- _Required action_: Among the entries, which lines carry the string "green"? Copy every one.

[Records from a collection]
◇ ◇ ◇ ◇ ◇
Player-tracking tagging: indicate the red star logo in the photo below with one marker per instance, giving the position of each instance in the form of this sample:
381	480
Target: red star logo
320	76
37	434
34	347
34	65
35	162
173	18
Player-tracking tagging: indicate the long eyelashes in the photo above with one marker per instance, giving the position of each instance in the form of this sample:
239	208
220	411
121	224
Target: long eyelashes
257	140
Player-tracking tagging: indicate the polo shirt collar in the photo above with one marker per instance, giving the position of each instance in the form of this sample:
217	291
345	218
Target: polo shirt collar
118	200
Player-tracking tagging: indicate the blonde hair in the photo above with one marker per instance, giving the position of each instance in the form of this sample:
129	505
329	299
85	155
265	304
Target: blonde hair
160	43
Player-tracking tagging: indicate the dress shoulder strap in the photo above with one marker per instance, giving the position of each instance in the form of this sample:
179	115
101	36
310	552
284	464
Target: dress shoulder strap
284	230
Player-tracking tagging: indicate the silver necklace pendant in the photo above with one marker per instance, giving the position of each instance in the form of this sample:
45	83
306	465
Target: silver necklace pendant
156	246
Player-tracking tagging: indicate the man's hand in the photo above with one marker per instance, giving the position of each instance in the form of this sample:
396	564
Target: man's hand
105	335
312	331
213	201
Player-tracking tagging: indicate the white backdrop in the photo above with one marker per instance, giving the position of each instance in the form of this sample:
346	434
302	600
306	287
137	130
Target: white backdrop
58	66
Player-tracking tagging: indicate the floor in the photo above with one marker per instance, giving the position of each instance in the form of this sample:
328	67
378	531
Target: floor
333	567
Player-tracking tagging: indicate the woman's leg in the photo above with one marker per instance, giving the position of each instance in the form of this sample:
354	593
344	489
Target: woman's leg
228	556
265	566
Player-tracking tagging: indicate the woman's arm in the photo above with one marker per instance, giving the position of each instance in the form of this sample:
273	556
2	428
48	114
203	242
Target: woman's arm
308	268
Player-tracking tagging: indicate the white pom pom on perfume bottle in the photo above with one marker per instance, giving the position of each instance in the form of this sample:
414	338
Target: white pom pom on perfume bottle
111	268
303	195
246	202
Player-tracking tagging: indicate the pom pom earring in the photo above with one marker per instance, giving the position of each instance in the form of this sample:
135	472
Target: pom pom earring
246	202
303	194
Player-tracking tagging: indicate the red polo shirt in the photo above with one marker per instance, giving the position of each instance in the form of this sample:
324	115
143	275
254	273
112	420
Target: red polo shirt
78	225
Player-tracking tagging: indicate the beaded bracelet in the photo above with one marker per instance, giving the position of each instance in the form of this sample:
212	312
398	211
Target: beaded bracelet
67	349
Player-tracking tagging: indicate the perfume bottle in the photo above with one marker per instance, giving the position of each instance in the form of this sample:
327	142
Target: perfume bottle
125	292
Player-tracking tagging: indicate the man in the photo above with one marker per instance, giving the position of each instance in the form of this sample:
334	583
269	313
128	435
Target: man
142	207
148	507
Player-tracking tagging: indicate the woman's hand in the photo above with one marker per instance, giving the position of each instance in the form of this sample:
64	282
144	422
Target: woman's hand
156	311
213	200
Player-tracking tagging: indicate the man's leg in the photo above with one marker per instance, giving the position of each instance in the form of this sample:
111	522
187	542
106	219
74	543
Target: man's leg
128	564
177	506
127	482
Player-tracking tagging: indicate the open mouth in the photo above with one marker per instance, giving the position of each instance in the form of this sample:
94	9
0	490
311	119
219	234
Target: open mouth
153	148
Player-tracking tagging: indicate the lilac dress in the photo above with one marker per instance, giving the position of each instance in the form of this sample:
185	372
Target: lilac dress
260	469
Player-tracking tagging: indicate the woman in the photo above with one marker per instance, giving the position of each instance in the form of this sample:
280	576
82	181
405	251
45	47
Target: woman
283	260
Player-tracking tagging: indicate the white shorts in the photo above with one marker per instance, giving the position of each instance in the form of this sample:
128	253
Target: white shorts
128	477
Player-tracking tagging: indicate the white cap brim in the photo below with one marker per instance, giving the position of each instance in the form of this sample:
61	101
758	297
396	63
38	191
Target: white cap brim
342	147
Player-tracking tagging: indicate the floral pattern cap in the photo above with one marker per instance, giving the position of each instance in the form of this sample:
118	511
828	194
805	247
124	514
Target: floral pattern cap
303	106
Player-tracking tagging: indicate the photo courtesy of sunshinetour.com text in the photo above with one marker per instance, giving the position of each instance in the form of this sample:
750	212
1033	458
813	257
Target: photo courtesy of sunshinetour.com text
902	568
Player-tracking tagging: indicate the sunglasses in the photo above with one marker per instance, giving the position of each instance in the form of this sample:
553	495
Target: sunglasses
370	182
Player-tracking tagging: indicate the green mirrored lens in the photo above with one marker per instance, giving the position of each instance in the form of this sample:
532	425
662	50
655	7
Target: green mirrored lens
◇ ◇ ◇ ◇ ◇
- _Result below_:
Player-tracking tagging: indicate the green mirrored lens in the photo above with one marker per instance, giving the position of each instance in the form of this sample:
Target: green mirrored lens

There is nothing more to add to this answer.